*Dataset records:*
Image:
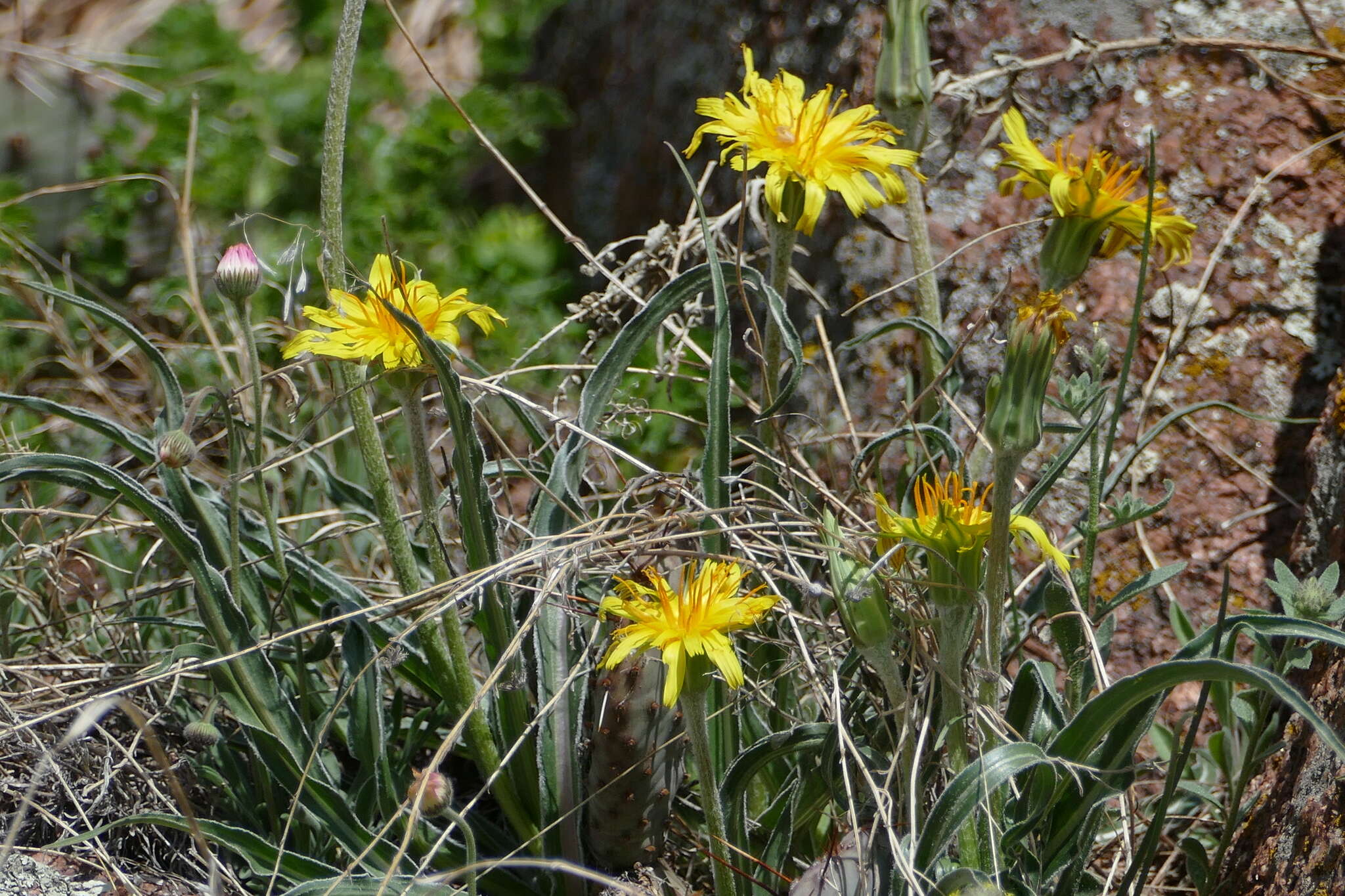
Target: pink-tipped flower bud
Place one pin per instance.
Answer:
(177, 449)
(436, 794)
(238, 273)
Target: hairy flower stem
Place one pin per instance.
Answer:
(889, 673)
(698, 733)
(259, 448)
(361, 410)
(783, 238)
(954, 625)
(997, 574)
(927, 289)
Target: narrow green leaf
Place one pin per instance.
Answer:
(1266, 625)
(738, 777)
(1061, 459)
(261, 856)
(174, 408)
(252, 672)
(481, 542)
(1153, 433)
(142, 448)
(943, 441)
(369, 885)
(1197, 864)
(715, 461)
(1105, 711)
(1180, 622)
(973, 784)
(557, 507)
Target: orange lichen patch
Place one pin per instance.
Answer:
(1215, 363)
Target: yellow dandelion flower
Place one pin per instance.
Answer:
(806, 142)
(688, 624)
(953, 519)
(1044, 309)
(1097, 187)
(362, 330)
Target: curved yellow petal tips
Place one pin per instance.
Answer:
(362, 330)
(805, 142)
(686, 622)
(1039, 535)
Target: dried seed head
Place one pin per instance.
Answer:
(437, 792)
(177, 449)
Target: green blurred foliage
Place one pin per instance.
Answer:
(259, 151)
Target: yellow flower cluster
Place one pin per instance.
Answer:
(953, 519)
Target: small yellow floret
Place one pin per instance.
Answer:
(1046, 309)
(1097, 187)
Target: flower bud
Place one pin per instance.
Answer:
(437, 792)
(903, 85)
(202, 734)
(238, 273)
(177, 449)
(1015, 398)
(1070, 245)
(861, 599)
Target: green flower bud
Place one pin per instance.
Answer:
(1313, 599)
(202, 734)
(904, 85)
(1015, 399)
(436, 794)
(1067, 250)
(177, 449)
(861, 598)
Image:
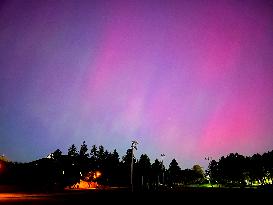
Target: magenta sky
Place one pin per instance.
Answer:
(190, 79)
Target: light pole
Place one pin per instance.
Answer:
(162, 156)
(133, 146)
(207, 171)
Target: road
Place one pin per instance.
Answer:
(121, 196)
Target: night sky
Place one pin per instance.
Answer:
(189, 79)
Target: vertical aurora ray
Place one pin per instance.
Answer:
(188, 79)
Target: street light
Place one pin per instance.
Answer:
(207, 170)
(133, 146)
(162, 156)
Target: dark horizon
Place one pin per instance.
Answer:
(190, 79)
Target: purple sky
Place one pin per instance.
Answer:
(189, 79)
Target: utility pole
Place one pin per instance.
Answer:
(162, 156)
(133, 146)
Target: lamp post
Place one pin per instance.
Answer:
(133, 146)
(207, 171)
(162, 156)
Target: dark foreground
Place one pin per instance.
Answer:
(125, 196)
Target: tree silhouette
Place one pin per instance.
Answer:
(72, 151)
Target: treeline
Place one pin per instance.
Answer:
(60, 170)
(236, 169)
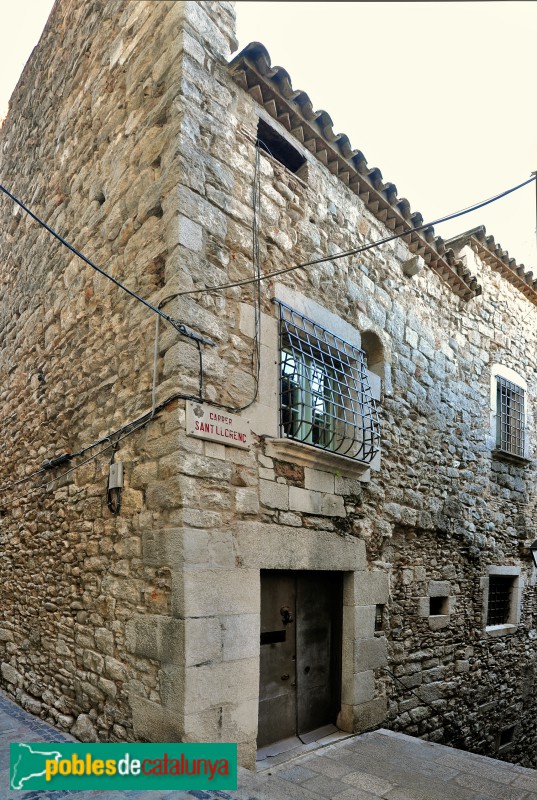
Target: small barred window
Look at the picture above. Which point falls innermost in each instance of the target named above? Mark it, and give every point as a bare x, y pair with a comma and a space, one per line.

--

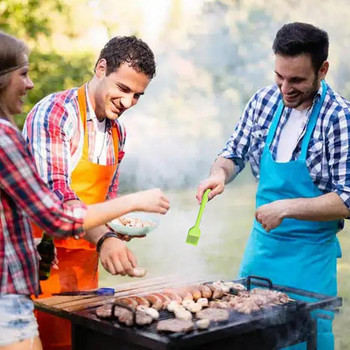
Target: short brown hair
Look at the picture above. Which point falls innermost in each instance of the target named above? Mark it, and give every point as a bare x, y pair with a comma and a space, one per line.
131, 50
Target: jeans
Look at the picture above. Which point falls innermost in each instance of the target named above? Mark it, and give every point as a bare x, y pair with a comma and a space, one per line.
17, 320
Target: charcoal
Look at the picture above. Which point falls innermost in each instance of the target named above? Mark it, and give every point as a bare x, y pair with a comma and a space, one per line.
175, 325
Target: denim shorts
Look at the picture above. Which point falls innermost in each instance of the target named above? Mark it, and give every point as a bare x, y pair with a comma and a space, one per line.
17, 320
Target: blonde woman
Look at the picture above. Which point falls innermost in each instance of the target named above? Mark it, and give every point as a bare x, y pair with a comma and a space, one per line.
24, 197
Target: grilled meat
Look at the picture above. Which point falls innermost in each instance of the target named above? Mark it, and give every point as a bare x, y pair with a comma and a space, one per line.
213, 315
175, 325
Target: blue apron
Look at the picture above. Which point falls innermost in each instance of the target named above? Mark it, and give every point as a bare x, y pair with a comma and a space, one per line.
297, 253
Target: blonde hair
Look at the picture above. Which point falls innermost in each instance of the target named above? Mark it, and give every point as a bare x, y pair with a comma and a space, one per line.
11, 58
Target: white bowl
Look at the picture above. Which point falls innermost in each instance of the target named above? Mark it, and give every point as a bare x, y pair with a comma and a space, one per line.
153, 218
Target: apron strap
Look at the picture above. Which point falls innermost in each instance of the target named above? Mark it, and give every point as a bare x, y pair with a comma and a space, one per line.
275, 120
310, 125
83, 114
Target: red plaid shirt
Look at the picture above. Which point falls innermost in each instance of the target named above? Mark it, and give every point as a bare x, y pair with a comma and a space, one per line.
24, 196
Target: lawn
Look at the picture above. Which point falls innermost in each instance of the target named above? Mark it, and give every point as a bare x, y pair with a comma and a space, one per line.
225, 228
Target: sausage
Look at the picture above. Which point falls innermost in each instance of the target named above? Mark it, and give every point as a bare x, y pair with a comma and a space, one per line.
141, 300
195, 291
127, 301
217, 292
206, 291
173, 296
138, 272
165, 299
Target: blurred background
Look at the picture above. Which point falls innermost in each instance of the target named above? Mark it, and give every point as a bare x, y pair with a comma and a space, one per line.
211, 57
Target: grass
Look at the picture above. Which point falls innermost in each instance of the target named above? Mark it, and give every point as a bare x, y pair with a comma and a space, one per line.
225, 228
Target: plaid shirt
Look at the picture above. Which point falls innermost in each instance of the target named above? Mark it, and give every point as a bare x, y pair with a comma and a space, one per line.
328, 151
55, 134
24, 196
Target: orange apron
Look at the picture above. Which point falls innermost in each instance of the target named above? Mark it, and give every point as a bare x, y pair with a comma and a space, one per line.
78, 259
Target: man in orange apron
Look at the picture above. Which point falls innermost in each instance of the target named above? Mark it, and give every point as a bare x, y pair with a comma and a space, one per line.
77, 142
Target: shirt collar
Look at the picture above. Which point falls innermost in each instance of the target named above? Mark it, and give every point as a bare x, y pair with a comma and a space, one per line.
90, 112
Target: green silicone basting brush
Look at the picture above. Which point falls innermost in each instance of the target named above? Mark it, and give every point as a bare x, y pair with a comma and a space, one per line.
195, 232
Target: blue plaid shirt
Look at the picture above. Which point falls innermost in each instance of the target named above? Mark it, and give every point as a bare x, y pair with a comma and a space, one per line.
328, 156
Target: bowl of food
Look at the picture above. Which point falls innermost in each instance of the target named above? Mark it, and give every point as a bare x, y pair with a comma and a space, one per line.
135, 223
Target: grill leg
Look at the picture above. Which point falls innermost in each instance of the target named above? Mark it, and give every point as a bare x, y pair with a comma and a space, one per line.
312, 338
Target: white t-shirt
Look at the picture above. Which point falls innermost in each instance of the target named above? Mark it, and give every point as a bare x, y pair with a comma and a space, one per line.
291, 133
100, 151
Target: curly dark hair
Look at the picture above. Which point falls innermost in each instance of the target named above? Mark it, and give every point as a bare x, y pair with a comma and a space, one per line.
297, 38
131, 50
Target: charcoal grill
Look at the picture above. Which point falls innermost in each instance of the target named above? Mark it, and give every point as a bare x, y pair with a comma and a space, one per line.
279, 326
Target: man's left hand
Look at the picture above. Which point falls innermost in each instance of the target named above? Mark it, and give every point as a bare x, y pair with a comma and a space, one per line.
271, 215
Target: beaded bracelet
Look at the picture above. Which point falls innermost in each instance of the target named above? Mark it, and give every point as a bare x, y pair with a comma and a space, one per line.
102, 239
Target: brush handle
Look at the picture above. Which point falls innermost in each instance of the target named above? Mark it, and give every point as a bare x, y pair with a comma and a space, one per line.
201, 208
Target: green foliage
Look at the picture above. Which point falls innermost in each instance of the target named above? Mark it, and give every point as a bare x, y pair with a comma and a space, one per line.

*What is being asked:* Each line of the entries holding the string "blue" should be found and copied.

*Answer to the exercise:*
Target: blue apron
Target: blue plaid shirt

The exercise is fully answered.